### Work order 1
Answer these questions from the blog post on miscarriages, each on its own line:
(a) Which child was the writer pregnant with?
(b) How far along was the pregnancy, according to the gyno?
(c) How long after the bleeding did the couple get the go-ahead to try again?
### Work order 2
In the blog post on miscarriages, why does the writer add a disclaimer and stress "MY body" when describing home pregnancy tests? Answer in one to three sentences.

### Text excerpt
══════════

Miscarriages and Losses

Hey everyone!

     I'm back at it with a new blog! This time we are going to talk about life's sad loses. A few months ago I suffered two miscarriages back to back. It was by far the worst thing I had  ever experienced in my life. I had gotten pregnant with our third child. My husband and I were so happy because we were so ready to take on this new chapter in our lives. From my experience of taking home pregnancy tests I've noticed (DISCLAIMER: I AM NOT A DOCTOR) that when a home pregnancy test tests positive you are usually around the 5 week or more mark. That's what I experienced and known to be true for MY body. Sorry I have to put in the "disclaimer" and "my" before someone throws the "rule book of medical law and shit" at me LMAO! Yes I know that doesn't exists!

     So here I am pregnant and happy because according to my gyno I was almost 3 months pregnant. Then one day I started feeling some really intense cramping. I was worried because this wasn't normal. Then after a long 30 to 45 minutes later I went to the bathroom and noticed a lot of blood coming out from down there! I just started crying a lot. I told my husband, that amazing man called out of work that day to be there for me the entire day. He even came with me to the gyno as well! YES I'm a lucky girl! So after 2-3 weeks later we got the go ahead from my gyno and decided to try again.

══════════

### Given information

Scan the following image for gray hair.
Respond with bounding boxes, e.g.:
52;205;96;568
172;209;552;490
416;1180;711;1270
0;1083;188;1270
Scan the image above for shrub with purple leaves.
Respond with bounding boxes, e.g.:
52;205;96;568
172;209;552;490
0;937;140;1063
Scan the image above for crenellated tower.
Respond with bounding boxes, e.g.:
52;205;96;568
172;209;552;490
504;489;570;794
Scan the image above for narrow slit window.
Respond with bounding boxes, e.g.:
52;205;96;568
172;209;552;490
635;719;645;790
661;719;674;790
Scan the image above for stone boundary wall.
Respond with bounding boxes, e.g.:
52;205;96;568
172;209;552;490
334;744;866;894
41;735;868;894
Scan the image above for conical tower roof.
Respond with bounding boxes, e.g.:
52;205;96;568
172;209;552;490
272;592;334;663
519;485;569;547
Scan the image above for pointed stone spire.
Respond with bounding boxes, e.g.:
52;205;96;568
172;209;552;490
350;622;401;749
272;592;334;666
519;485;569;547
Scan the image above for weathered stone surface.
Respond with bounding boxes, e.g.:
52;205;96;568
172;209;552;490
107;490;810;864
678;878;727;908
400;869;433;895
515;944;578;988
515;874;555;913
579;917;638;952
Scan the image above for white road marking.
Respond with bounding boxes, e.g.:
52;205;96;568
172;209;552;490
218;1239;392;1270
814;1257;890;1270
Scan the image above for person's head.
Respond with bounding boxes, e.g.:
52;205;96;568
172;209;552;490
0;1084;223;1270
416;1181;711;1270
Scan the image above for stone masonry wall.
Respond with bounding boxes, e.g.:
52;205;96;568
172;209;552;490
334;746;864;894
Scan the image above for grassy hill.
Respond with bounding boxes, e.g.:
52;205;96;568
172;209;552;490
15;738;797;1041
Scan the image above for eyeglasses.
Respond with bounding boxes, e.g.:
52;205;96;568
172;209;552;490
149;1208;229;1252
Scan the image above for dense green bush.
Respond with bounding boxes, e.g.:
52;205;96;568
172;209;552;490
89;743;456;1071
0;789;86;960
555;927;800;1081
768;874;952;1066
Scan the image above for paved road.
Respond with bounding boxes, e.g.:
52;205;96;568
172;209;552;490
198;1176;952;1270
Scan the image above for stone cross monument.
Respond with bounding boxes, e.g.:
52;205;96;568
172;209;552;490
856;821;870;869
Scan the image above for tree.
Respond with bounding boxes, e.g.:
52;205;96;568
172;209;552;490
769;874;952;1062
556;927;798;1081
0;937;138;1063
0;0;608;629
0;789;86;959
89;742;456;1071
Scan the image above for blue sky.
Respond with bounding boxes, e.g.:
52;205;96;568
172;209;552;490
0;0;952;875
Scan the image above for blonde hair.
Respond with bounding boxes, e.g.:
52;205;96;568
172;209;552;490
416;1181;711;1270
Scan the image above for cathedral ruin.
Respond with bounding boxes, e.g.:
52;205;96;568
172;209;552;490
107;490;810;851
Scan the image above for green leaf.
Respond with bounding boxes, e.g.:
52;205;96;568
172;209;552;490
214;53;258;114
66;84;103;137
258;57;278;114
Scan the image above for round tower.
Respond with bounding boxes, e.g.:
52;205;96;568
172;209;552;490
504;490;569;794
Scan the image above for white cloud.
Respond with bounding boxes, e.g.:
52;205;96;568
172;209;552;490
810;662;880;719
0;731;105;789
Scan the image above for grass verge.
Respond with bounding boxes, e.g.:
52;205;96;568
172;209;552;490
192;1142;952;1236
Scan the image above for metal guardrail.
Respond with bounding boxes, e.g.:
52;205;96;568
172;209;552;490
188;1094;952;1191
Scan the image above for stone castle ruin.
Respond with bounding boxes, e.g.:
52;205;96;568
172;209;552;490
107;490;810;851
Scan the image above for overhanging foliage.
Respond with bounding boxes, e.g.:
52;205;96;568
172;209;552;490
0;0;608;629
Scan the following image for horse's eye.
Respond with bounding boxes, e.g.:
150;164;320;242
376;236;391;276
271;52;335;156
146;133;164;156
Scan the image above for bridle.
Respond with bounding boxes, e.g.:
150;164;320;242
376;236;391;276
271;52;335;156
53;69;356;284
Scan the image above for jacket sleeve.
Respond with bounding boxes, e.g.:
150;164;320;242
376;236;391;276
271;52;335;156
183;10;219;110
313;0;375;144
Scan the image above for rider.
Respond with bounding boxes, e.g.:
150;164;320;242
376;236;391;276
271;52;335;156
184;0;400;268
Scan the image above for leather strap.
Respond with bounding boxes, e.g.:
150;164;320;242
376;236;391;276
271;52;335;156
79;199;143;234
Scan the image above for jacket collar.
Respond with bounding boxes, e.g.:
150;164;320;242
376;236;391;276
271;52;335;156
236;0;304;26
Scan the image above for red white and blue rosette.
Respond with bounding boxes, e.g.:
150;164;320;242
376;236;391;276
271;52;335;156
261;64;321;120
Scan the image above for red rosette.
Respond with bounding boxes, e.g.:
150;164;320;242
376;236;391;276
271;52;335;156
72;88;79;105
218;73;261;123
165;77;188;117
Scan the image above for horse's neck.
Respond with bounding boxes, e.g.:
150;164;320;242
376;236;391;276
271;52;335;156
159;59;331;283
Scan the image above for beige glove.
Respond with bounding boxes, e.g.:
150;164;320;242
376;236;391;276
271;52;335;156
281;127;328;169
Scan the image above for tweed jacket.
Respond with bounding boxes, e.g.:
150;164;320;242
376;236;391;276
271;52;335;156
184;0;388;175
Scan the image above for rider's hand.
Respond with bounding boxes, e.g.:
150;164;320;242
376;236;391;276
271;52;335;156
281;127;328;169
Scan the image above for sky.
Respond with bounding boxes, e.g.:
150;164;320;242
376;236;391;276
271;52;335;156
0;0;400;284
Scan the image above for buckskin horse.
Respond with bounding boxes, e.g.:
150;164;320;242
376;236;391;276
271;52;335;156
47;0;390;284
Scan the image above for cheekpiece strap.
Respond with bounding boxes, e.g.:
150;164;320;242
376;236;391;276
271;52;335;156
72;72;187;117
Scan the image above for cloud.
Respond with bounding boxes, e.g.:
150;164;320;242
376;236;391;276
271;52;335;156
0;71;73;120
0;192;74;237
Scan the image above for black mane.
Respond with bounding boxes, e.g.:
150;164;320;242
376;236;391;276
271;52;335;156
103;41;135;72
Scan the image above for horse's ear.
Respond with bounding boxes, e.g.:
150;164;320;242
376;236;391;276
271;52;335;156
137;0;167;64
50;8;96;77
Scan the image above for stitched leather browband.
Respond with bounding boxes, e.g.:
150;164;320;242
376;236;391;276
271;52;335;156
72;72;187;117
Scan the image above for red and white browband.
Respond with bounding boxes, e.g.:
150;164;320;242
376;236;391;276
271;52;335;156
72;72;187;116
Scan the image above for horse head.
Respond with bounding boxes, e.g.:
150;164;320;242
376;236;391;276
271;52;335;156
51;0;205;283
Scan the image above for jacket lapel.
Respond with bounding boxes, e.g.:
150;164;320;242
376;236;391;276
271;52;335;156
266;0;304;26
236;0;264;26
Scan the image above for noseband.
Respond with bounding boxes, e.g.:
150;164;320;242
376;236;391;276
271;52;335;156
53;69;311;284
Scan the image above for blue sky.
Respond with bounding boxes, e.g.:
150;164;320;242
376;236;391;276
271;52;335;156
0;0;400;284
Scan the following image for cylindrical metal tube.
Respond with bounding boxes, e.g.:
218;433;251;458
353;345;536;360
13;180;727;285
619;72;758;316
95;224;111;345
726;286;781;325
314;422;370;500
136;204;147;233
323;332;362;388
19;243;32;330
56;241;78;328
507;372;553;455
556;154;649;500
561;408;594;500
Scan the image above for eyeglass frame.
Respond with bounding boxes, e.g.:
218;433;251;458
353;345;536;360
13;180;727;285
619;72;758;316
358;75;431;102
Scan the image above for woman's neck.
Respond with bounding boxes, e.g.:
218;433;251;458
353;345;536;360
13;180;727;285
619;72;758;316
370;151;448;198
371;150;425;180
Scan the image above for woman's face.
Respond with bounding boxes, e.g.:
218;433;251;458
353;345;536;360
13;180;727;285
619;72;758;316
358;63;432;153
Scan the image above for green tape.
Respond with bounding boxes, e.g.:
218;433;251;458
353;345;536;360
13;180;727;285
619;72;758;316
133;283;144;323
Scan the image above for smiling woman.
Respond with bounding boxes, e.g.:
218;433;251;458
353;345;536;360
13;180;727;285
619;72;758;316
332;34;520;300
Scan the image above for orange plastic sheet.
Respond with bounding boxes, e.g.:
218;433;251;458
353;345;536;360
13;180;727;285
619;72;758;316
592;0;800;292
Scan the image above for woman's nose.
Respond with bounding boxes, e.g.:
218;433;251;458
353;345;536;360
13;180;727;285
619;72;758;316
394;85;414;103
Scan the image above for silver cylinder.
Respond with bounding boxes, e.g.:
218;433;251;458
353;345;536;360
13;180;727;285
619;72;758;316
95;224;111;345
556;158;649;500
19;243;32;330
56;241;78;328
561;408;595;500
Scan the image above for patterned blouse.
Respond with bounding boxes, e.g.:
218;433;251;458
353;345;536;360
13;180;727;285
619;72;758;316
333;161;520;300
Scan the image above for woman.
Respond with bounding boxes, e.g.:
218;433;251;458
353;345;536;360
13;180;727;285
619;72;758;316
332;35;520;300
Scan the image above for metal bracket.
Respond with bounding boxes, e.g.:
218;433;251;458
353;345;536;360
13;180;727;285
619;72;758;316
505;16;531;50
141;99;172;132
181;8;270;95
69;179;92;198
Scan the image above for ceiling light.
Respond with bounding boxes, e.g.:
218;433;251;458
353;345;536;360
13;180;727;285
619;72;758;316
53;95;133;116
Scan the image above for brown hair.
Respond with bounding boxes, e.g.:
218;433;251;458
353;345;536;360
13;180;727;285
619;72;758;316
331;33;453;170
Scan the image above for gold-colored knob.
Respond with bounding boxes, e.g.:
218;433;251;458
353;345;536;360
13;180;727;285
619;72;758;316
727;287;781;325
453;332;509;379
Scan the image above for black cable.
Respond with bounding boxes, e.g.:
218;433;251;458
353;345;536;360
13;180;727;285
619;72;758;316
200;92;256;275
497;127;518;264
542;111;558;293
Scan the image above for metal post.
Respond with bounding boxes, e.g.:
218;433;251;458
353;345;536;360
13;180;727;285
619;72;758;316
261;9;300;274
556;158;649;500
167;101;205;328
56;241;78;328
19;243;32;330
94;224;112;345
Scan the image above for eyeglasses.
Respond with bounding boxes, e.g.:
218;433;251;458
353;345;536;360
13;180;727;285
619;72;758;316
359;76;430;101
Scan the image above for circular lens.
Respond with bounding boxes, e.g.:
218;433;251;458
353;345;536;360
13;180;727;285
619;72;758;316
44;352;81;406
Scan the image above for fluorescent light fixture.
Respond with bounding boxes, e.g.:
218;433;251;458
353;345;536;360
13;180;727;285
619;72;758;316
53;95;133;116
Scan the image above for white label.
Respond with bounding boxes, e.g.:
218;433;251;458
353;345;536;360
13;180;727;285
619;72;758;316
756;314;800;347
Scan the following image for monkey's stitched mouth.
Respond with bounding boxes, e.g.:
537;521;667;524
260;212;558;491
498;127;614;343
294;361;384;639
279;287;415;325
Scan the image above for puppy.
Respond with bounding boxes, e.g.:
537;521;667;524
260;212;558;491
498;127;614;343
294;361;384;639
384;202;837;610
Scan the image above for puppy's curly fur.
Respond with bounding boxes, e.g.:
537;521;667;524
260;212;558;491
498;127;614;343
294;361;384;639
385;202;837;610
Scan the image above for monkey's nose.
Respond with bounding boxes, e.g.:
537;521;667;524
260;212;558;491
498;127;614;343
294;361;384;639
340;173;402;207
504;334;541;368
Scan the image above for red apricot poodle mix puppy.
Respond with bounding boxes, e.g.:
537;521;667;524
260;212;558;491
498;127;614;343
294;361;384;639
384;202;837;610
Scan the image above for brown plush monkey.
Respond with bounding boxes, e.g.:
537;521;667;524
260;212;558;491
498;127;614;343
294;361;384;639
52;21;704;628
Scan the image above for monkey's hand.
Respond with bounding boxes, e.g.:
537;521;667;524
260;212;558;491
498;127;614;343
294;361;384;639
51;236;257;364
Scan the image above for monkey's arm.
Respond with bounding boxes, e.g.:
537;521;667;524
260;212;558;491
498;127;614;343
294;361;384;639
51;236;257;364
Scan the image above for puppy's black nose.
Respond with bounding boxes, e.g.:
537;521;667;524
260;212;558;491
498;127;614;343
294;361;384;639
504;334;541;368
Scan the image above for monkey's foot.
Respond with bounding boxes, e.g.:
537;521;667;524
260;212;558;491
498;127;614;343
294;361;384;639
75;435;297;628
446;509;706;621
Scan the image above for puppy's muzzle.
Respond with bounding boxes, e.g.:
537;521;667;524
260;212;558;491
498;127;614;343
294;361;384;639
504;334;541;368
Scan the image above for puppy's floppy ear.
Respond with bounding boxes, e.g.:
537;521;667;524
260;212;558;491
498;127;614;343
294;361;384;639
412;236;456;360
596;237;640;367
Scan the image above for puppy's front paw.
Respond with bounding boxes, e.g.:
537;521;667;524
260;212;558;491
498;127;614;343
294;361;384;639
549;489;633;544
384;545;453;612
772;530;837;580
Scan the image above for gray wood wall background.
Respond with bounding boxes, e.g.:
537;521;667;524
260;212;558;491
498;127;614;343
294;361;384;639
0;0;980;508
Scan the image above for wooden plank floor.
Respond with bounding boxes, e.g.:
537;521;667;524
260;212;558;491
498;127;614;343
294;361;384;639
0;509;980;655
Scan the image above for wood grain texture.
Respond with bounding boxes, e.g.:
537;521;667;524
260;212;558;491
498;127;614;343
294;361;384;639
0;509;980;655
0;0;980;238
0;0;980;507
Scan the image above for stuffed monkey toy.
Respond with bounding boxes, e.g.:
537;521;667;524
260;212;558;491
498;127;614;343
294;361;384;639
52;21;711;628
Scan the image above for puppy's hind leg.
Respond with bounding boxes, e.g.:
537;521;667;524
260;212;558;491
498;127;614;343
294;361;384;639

══════════

### Reply 1
(a) Their third child.
(b) Almost 3 months.
(c) 2–3 weeks.

### Reply 2
The writer adds them to head off anyone who might throw the "rule book of medical law" at them. The writer also admits that no such rule book exists.